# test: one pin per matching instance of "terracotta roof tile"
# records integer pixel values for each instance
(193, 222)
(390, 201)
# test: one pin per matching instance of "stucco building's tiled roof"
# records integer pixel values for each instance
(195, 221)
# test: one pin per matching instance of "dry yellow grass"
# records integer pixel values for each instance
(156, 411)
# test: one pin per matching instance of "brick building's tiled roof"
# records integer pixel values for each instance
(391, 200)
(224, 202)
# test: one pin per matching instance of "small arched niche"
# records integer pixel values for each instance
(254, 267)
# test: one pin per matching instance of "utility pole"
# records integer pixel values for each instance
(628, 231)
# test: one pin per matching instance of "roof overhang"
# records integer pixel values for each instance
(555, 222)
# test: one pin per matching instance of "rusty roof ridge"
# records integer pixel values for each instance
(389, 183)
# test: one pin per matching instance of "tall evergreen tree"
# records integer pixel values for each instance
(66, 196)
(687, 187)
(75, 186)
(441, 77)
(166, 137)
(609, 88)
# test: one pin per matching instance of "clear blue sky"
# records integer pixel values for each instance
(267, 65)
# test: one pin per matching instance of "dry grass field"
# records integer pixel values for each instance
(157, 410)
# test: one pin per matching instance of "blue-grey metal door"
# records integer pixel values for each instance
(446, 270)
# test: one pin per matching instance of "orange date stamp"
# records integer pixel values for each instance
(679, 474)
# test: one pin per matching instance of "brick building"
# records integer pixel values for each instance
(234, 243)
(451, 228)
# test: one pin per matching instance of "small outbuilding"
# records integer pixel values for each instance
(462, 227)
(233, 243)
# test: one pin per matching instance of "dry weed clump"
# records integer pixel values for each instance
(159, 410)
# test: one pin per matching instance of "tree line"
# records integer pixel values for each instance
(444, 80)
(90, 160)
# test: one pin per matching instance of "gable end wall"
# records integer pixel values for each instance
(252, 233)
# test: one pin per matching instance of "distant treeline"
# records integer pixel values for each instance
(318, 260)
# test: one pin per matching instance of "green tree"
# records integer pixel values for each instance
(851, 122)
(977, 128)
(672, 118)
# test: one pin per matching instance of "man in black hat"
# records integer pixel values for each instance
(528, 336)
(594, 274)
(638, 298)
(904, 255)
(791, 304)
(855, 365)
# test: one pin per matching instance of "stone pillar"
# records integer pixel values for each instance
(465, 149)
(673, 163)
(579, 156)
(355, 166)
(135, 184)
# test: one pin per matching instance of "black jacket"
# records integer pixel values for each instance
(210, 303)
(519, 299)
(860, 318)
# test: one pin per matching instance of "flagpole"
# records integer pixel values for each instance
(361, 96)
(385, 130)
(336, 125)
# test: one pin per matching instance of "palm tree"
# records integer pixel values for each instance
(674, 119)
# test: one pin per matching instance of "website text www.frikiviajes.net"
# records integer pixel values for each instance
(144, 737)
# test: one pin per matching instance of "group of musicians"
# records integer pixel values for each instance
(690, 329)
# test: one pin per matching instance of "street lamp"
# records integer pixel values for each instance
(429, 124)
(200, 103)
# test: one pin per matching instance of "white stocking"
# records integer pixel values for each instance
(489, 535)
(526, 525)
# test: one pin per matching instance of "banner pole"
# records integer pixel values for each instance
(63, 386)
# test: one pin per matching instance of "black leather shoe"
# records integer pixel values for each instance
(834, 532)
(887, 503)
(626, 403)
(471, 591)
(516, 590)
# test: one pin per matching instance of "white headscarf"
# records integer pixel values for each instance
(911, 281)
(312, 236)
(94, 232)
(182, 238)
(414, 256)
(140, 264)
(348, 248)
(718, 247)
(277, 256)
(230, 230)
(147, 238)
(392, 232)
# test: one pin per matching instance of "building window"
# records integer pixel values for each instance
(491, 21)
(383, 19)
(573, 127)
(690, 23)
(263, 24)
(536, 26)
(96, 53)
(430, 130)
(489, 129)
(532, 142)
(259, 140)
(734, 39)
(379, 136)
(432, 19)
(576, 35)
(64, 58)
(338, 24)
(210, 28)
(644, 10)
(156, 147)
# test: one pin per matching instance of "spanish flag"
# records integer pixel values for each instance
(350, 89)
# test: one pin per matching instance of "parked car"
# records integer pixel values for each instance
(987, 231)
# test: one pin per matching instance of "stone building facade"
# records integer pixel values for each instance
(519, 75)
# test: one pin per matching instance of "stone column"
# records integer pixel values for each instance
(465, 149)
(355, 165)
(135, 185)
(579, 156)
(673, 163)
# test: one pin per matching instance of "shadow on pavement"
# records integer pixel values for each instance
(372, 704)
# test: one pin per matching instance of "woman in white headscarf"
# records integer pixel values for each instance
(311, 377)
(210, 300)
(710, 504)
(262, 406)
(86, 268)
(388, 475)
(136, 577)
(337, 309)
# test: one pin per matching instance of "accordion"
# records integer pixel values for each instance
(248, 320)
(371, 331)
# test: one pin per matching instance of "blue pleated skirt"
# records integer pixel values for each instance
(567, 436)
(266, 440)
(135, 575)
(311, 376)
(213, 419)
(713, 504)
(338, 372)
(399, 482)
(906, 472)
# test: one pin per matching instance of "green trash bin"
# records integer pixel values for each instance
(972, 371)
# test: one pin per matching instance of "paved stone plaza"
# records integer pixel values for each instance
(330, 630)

* * *

- _EXERCISE DETAILS_:
Take the records above and return them exactly as written.

- _RESPONSE_:
# test: one pin per matching instance of "terracotta roof tile"
# records integer pixel values for each instance
(193, 222)
(390, 201)
# test: one pin per matching instance of "stucco building's tiled roof"
# records integer pixel values for each instance
(195, 221)
# test: one pin per matching instance of "dry yellow grass"
# records integer pixel values for each instance
(156, 411)
# test: one pin per matching instance of "brick building's tiled roof"
# records integer pixel values for each instance
(391, 200)
(224, 202)
# test: one pin per matching instance of "small arched niche"
# records integer pixel values for each instance
(254, 267)
# test: one pin per matching instance of "utility pole"
# records integer pixel values for each instance
(628, 231)
# test: one pin per matching instance of "roof overhang"
# records integer pixel values for each instance
(555, 222)
# test: one pin per matching instance of "rusty roof ridge"
# records integer pixel values for each instance
(389, 183)
# test: one pin per matching instance of "tall evergreen tree"
# records integer pixel values for each instance
(66, 196)
(687, 187)
(75, 186)
(441, 77)
(166, 137)
(609, 88)
# test: one pin per matching instance of "clear blue sky"
# records integer pixel values for each instance
(267, 65)
# test: one pin per matching instance of "dry grass field"
# records integer pixel values for each instance
(157, 410)
# test: one pin per matching instance of "blue-grey metal door"
# records integer pixel values for each instance
(446, 270)
# test: one pin per matching instance of "orange date stamp"
# records integer pixel values for each instance
(679, 474)
# test: one pin per matching instance of "brick building"
# records integer pixel values for each instance
(234, 243)
(451, 228)
# test: one pin per matching instance of "small outbuilding"
# records integer pixel values for each instance
(462, 227)
(233, 243)
# test: one pin per matching instance of "dry weed clump"
# records integer pixel values for each instance
(159, 410)
# test: one pin per matching instance of "tree line"
# records integer pixel values for each instance
(444, 80)
(90, 160)
# test: one pin per matching instance of "gable end wall"
# records integer pixel values for each instance
(252, 233)
# test: one pin per matching instance of "distant treeline"
# records integer pixel values for each instance
(318, 260)
# test: one pin per matching instance of "green tree"
# records integer pixel values for each instance
(851, 122)
(977, 128)
(672, 118)
# test: one pin per matching instance of "man in black hat"
# records integer pixel values for each instance
(528, 336)
(594, 274)
(638, 298)
(904, 255)
(791, 304)
(855, 365)
# test: one pin per matching instance of "stone pillar"
# records integer pixel values for each instance
(465, 149)
(673, 163)
(579, 156)
(355, 166)
(135, 184)
# test: one pin per matching instance of "black jacket"
# records integer pixel values for each instance
(210, 303)
(519, 299)
(860, 318)
# test: one pin per matching instance of "flagpole"
# records integer pixel values for each instance
(361, 96)
(385, 130)
(336, 125)
# test: one pin per matching instance of "palm tree"
# records integer pixel values for each instance
(674, 119)
# test: one pin per matching instance of "website text www.frikiviajes.net"
# records integer pixel values for each instance
(144, 737)
# test: one pin per matching instance of "group of musicians"
# records integer pixel values for each instance
(690, 329)
# test: one pin per matching instance of "street lamp"
# records integer pixel values for each instance
(429, 124)
(200, 103)
# test: one pin per matching instance of "white stocking"
# records integer pixel values for each instance
(489, 535)
(526, 525)
# test: one pin per matching instance of "banner pole"
# records integer pixel values for each instance
(63, 386)
# test: one pin per matching instance of "black leather shoe"
# records integer pixel values for each instance
(834, 532)
(887, 503)
(626, 403)
(471, 591)
(516, 590)
# test: one pin per matching instance of "white headscarf"
# records integer pixel values for each instance
(911, 281)
(312, 236)
(94, 232)
(182, 238)
(414, 256)
(140, 264)
(348, 248)
(718, 247)
(277, 256)
(230, 230)
(147, 238)
(392, 232)
# test: one pin per matching instance of "building window"
# records integer pixel values for each instance
(491, 21)
(383, 19)
(573, 127)
(690, 23)
(263, 24)
(536, 26)
(96, 53)
(430, 130)
(489, 129)
(532, 142)
(259, 140)
(734, 39)
(379, 136)
(432, 19)
(576, 35)
(64, 58)
(338, 24)
(210, 28)
(644, 10)
(156, 147)
# test: one pin per matching instance of "spanish flag"
# records integer pixel values for each instance
(350, 89)
# test: one pin per matching instance of "parked car"
# records integer pixel values for each instance
(987, 231)
# test: one pin per matching instance of "stone building facade"
# records integer pixel values for each instance
(519, 75)
# test: one pin per matching instance of "stone column"
# records integer pixel values for each instance
(465, 149)
(355, 165)
(135, 185)
(579, 156)
(673, 163)
# test: one pin per matching instance of "shadow on pavement"
# records integer pixel values for each instance
(372, 704)
# test: one pin per matching instance of "woman in white headscarf"
# records integer pixel values for each instance
(311, 377)
(210, 300)
(710, 504)
(262, 406)
(86, 268)
(388, 475)
(136, 577)
(337, 309)
# test: one pin per matching instance of "accordion"
# records integer pixel values for each instance
(248, 320)
(371, 331)
# test: one pin per matching instance of "blue pleated skirt"
# records integer pixel values for each instance
(567, 436)
(266, 440)
(135, 575)
(311, 376)
(213, 419)
(713, 504)
(338, 372)
(399, 482)
(906, 472)
# test: one pin per matching instance of "green trash bin"
# records integer pixel values for each instance
(972, 371)
# test: one pin per matching instance of "paved stone plaza"
# records integer pixel values for each instance
(330, 630)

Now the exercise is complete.